WHAT TO PRODUCE — Extract every row below verbatim, preserving line order and line breaks.

RECORDED INFORMATION —
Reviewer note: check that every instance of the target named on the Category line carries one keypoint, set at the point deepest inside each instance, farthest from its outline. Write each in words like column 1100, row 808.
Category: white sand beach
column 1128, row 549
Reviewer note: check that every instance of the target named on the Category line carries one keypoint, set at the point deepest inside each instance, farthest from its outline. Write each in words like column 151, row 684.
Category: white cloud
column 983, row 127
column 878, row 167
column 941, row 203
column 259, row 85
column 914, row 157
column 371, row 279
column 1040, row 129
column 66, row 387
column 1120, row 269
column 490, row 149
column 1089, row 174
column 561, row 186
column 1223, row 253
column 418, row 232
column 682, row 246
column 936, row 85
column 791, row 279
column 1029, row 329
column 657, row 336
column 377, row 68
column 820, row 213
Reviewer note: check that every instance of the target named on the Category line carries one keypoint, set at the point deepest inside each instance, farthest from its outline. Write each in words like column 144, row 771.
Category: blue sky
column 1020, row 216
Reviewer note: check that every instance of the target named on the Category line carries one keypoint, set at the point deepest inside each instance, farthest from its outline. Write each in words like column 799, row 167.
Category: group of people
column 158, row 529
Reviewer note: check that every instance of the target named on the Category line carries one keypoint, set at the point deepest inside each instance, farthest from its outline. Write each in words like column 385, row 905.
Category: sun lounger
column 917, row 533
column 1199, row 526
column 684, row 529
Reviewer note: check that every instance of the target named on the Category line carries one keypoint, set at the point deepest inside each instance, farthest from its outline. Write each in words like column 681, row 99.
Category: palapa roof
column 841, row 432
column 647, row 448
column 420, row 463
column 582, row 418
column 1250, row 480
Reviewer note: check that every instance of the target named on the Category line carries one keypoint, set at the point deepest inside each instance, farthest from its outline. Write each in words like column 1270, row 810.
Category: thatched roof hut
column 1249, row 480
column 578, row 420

SOLUTION BELOW —
Reviewer note: check that every instance of the target named on the Category line carries one keypoint, set at the point deepest inside each instance, farthest from its outline. Write each in words like column 1100, row 808.
Category: white sand beach
column 1128, row 549
Reviewer note: check that every instance of the target named on the Category line carries one keypoint, set at the point deepest inside each instance, farthest from its outline. Write each in words like column 151, row 684.
Category: white cloud
column 983, row 127
column 878, row 167
column 941, row 203
column 259, row 85
column 914, row 157
column 371, row 279
column 1040, row 129
column 66, row 387
column 1120, row 269
column 490, row 149
column 1089, row 174
column 561, row 186
column 1223, row 253
column 418, row 232
column 682, row 246
column 936, row 85
column 791, row 279
column 1029, row 329
column 657, row 336
column 377, row 68
column 820, row 213
Reviewer note: check that every instance of the target named on the Category line carries one keypoint, set at the point deepest inside each instance, farthest from its outline. Write each in words like column 144, row 771.
Category: blue sky
column 1020, row 216
Reviewer note: check that every instance of the target named on the Category line carries one keypoint, set at the point deepest inside each instance, farthest from its outline. Write each in words like column 799, row 167.
Category: group of people
column 158, row 529
Reviewer note: check that every instance of the target named on the Category line carries one keypoint, set at the point deepest inside each instance, farthest from its outline. Write each in words like column 385, row 905.
Category: sun lounger
column 917, row 533
column 1199, row 526
column 684, row 529
Reviewer note: check that every instance of the target named on the Category line carries one keypoint, set at the point deepest inside each instance, farthest from its outline. Write each in words like column 681, row 99.
Category: palapa roof
column 841, row 432
column 647, row 448
column 420, row 463
column 582, row 418
column 1250, row 480
Reviewer note: check that every instance of the target named on the Category line carries one keypoint, set at the point deepest inside each instance, farthest from its outline. Write each in words like column 1270, row 810.
Category: thatched roof hut
column 1249, row 480
column 578, row 420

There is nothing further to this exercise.